#### Task 1:
Switch "outline" to "contour" in the entries, beginning at their first line and stopping after the line that contains "Target: person holding sheep". Give those lines again with nothing else altered.

#### Selected passage:

· · · · · · ·

Education advocates agree the shortage is a crisis that keeps teacher diversity an elusive goal, hurting all students.
Research shows teachers of color are linked to social-emotional and academic gains for students of all races — but especially students of color, because teachers of color help close achievement gaps, serve as role models, take a restorative rather than punitive approach to discipline, and increase graduation and college enrollment rates.
“We have to be able to truly understand each other and find a way to navigate our differences, so hiring is only the first part — and it’s the easy part. Finding a way to work well to support our students of all color, that’s the tough part,” said Cecilia Birge, assistant principal at Princeton High School.

What’s the problem?
As head of a union that represents 200,000 New Jersey teachers and school staff, Sean Spiller has plenty of ideas about what has fueled the teacher shortage — and deepened the reluctance among some people of color to join the profession.
“We have the challenge now of people looking at the profession and not liking what they’re seeing,” said Spiller, president of the New Jersey Education Association.
First, he said, is a “perception problem.”
Inequities between districts, with those in communities of color getting fewer “bells and whistles” than other communities, can sour students of color on an education career, he said.
There’s also been a recent “demonizing” of the profession, with a conservative but loud minority of parents and advocates clamoring to restrict what schools teach on things like slavery and racism, Spiller added.
“If you’re a college student of color, and you saw what an under-resourced teaching experience was like for your teachers, are you going to go into that profession?” Spiller said. “Or are you going to go into something else that is more lucrative financially, where you’re not dealing with the political pressures of what you can and can’t teach and you don’t have to worry about somebody telling you that your history is not real history?”
New Jersey policymakers have aggravated the shortage and diversity efforts, others said.
Beginning around 2013, officials adopted several policies that were intended to improve teacher quality — but instead created barriers that barred some from the profession altogether, disproportionately impacting people of color, said J. Kenyon Kummings, superintendent of Wildwood Public Schools.
They raised the grade point average students need, to 3.0, both to get into and to graduate from a college teacher education program. They also expanded how many standardized tests would-be teachers must pass to prove proficiency.

· · · · · · ·

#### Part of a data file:
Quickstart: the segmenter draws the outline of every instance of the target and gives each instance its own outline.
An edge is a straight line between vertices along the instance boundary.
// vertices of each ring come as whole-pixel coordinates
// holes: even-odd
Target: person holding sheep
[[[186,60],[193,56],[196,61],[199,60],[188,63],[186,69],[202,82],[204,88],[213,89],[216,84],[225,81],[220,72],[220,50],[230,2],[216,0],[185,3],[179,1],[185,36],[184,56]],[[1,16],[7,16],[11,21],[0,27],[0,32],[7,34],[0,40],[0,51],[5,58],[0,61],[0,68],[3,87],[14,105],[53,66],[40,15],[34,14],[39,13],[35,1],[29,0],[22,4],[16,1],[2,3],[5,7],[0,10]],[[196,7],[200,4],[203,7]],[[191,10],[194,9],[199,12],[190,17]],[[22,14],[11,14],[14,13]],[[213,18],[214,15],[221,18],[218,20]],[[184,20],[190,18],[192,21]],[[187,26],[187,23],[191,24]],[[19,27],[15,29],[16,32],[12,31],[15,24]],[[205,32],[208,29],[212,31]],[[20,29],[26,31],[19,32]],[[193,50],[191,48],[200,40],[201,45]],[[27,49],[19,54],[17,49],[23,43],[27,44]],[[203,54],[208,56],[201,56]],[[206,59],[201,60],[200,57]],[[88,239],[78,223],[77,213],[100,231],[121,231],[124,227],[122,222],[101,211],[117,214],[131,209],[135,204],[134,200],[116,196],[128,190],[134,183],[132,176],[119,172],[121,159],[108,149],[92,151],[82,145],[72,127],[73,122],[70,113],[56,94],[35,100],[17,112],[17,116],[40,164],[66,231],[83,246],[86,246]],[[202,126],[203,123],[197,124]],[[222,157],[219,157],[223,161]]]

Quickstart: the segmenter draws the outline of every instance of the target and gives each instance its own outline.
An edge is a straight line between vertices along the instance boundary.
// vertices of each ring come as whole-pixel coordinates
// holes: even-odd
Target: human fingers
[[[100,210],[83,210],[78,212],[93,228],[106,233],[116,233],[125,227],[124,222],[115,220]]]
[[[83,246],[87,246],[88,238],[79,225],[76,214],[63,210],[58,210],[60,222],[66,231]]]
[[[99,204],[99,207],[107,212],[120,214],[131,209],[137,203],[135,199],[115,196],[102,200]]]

· · · · · · ·

#### Task 2:
For each statement, say whether it agrees with the passage on the teacher shortage, and quote the words that decide it. (a) Sean Spiller heads a union that represents 200,000 New Jersey teachers and school staff. (b) The policies adopted around 2013 lowered the required grade point average to 2.5. (c) Cecilia Birge is the principal of Princeton High School.

#### Complete response 1:
Quickstart: the segmenter draws the contour of every instance of the target and gives each instance its own contour.
An edge is a straight line between vertices along the instance boundary.
// vertices of each ring come as whole-pixel coordinates
// holes: even-odd
Target: person holding sheep

#### Complete response 2:
(a) Yes: "As head of a union that represents 200,000 New Jersey teachers and school staff, Sean Spiller"
(b) No: "They raised the grade point average students need, to 3.0"
(c) No: "said Cecilia Birge, assistant principal at Princeton High School"